ARTICLE ->
******************************

The Brunei public including the ministers, public servants, administrators, teachers, and students can and should be able to refer them to understand better the Brunei psyche as well as the nuances of finding civilised solutions to the problems of an evolving nation and its development. Such Council minutes need not be in the realm of mystique any more, because there is hardly much sensitive material in the minutes as the events discussed therein belong to a safe and a somewhat distant past. Moreover, one would realise by reading the Minutes how sharp, clever and sophisticated the Brunei elite were who had positively responded to the pressures of alien interests in a bid to preserve for posterity the sound monarchic traditions of Brunei.

The extant Brunei State Council Minutes are available in manuscript form and in several parts. The first part/volume is a bound copy containing Minutes of meetings held from 1907 until 1949. The bound volume contains copies of folios -- some hand-written and mostly type-written pages.

******************************

DATASET ->
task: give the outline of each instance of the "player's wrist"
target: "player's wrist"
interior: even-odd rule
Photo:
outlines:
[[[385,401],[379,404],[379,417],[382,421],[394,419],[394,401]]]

******************************

TASK SET ->
1/ In the passage on the Brunei State Council Minutes, rewrite the part that opens with the words containing "The extant Brunei" and closes with "mostly type-written pages.", putting "leaves" in place of "folios".
2/ Which groups within the Brunei public does the passage on the Brunei State Council Minutes name as people who should be able to refer to the Minutes?
3/ Answer these questions from the passage on the Brunei State Council Minutes:
(a) Why does the passage say the Council minutes need not remain in the realm of mystique?
(b) In what form are the extant Minutes available?
(c) Over which years were the meetings recorded in the first bound volume held?

WRITTEN RESPONSES ->
1/
The extant Brunei State Council Minutes are available in manuscript form and in several parts. The first part/volume is a bound copy containing Minutes of meetings held from 1907 until 1949. The bound volume contains copies of leaves -- some hand-written and mostly type-written pages.

2/
- ministers
- public servants
- administrators
- teachers
- students

3/
(a) There is hardly much sensitive material in them, since the events discussed belong to a safe and somewhat distant past.
(b) They are available in manuscript form and in several parts.
(c) From 1907 until 1949.